* [TASK ITEM] The data should be transcribed in its entirety, word for word.

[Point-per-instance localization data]
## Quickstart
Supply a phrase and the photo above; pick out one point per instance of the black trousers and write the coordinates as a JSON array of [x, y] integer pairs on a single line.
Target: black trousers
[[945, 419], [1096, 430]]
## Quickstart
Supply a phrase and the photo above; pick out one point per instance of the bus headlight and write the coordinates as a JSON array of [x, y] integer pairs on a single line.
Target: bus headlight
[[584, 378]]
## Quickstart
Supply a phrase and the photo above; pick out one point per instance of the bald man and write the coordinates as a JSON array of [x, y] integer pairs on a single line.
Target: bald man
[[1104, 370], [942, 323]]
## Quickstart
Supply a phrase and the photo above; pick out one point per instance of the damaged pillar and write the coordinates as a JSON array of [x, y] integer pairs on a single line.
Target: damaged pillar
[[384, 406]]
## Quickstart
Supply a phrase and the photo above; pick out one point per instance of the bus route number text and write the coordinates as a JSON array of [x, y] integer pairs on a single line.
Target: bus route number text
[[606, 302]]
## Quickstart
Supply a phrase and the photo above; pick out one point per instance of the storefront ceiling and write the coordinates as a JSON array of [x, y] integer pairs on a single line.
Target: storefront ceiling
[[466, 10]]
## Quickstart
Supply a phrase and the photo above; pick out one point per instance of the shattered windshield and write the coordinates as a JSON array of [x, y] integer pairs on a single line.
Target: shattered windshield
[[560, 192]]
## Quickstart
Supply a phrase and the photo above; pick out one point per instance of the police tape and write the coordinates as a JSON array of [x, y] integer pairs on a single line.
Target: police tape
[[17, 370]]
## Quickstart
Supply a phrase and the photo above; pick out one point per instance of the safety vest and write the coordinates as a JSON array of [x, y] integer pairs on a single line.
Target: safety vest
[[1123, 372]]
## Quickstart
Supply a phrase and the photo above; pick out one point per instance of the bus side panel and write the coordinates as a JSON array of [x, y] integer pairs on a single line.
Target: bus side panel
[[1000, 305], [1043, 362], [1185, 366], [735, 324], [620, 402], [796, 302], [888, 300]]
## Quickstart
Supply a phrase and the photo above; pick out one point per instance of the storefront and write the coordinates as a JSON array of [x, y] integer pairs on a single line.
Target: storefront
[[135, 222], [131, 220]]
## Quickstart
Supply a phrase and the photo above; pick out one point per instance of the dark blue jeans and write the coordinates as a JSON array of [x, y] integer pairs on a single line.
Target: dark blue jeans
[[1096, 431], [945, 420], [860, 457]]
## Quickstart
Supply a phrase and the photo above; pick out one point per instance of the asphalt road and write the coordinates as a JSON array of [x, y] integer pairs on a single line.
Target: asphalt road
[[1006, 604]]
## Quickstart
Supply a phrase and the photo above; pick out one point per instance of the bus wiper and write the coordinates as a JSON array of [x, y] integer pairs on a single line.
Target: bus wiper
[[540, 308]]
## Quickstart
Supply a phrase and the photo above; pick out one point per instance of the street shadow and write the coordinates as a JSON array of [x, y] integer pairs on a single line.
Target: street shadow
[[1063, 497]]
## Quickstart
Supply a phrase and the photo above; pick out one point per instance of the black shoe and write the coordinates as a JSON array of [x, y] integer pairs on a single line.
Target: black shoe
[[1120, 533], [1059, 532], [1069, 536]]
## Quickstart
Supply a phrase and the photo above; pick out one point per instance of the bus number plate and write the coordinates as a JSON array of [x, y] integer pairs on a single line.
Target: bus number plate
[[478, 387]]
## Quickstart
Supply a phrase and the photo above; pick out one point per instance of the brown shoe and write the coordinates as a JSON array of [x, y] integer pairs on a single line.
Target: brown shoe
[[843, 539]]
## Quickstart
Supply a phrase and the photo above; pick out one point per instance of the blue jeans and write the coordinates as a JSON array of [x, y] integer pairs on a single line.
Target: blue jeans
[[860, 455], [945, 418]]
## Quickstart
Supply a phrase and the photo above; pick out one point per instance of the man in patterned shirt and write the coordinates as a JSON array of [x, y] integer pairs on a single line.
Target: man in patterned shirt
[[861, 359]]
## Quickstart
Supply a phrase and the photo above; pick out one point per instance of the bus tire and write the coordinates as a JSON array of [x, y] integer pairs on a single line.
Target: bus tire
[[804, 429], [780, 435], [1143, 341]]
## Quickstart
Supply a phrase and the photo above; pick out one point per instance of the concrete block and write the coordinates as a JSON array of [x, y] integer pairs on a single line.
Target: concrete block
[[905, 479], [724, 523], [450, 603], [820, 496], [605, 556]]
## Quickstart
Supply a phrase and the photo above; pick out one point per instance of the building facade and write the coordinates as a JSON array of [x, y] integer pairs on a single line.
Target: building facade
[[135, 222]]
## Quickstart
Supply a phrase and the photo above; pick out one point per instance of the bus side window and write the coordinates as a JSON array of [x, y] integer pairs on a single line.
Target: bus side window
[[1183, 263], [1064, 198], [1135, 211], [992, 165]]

* [TASK ANSWER]
## Quickstart
Supply a phrase and the photo above; pick out one point per instance of the black trousers and write the coordinates as a JSON array of [x, y] integer pairs on a single line.
Target: black trousers
[[945, 419], [1096, 430]]
## Quickstart
Supply a phrase and the photo above; pick out one point per instance of the bus headlight and write the coordinates as a JSON array of [x, y] integer pairs on a single line.
Target: bus headlight
[[584, 378]]
## Quickstart
Supply a phrase and the photo above; pick out one point per instance of the bald man and write the coordinates as a JSON array of [x, y] integer pairs on a single line.
Target: bald man
[[1104, 370], [942, 323]]
## Quickstart
Supply a phrase and the photo above; pick out one point per instance of the damaged pillar and write the coordinates as a JSON array of [x, y] integer pairs on a single line.
Target: damaged pillar
[[384, 406]]
## Quickstart
Supply a phrase and the photo above; pick out one point per instance of the bus route number text and write the coordinates as a JSON array of [x, y] integer pairs on a single line.
Target: bus route number text
[[606, 302]]
## Quickstart
Supply a phrase and the photo above; pick out one point per instance of the storefront ceiling and write the coordinates as a JSON array of [x, y] integer pairs on a single line.
Target: storefront ceiling
[[466, 10]]
## Quickstart
Supply a phrase and the photo above; pick out one point per instance of the shattered windshield and write the coordinates as a JSON array of [x, y] integer pairs on a single line.
Target: shattered windshield
[[560, 192]]
## Quickstart
Supply a phrase and the photo above; pick out one point per instance of the police tape and write the coordinates as a JSON array of [x, y] integer pairs on a single line.
Target: police tape
[[17, 370]]
## Quickstart
Supply a phrase and the photo above; pick out one point per instance of the safety vest and write the coordinates as a JSON array of [x, y] integer pairs on a single line.
Target: safety vest
[[1123, 372]]
## Quickstart
Supply a phrase and the photo above; pick out one point per instance of the bus side panel and write the coordinates as a JSON array of [x, y] integer pairs on a single line.
Target: bus side panel
[[1000, 305], [1043, 362], [1185, 366], [735, 324], [620, 402], [796, 302], [888, 300]]
## Quickstart
Supply a phrase and the photo above; pick out one point per instance of the storefront and write the coordinates as a JSON array of [x, y] integer pairs on a single line.
Target: storefront
[[135, 222], [131, 220]]
## Quickstart
Supply a phrase and the photo above; pick out one point per instance of the dark blue jeans and write the coordinates as a JSON array of [x, y] integer pairs on a single line.
Target: dark blue jeans
[[1096, 431], [945, 420], [860, 457]]
## Quickstart
Supply a phrase and the photo above; pick out one point per instance of the asphalt road and write the coordinates as a JSON array of [x, y] integer pairs on a single line.
Target: asphalt road
[[1006, 604]]
## Quickstart
Supply a phrase and the photo above; pick out one point per instance of the bus wiper and write the coordinates as a JSON array of [x, y] integer pairs on a single line.
Target: bus wiper
[[540, 308]]
## Quickstart
Supply a phrase and the photo above; pick out one point per instance of the street shadow and write the coordinates as a JSON array of [x, y] integer pairs on a single line.
Target: street shadow
[[1063, 497]]
## Quickstart
Supply a phrase and the photo above; pick out one point per instance of the black shoe and write the coordinates as a JSON array of [x, y] integer pairs on a single line.
Target: black shoe
[[1120, 533], [1059, 532], [1069, 536]]
## Quickstart
Supply a phrase and the photo above; pick out one point per instance of the bus number plate and write the coordinates as a JSON array of [x, y] integer pairs on a single line.
Target: bus number plate
[[478, 387]]
## Quickstart
Supply a phrase and the photo above; pick out one point per instance of the brown shoe and write the coordinates as a JSON array of [x, y] integer pairs on a single line.
Target: brown shoe
[[843, 539]]
## Quickstart
Supply a phrase and the photo above; pick out one point per instance of the blue jeans and write the coordinates as a JSON array of [x, y] integer pairs on a single line.
Target: blue jeans
[[860, 455], [945, 418]]
## Quickstart
Supply a phrase and the photo above; pick out one point per instance of the man in patterned shirt and write the coordinates as a JSON array of [x, y] integer pairs on a single line.
Target: man in patterned shirt
[[861, 359]]
## Quickstart
Supply a phrase and the photo above; pick out one point per instance of the bus tire and write the coordinates as a JSON array of [x, y] integer pairs on a single line.
Target: bus tire
[[804, 429], [780, 435], [1143, 341]]
## Quickstart
Supply a phrase and the photo above; pick out one point per instance of the concrete block and write the coordinates as a JSON array of [x, y] integer pairs on a single line.
Target: concrete block
[[905, 479], [724, 523], [450, 603], [820, 496], [605, 556]]
## Quickstart
Supply a phrase and the photo above; pick out one point per instance of the building facade and write the coordinates as a JSON array of [x, y] integer pairs on a single line.
Target: building facade
[[135, 222]]
## Quickstart
Supply a phrase and the photo above; pick out one point per instance of the bus side window and write the coordinates as a JSON array of [x, y] integer pairs on a single line.
Target: bus side window
[[1183, 263], [1064, 198], [1135, 211], [992, 165]]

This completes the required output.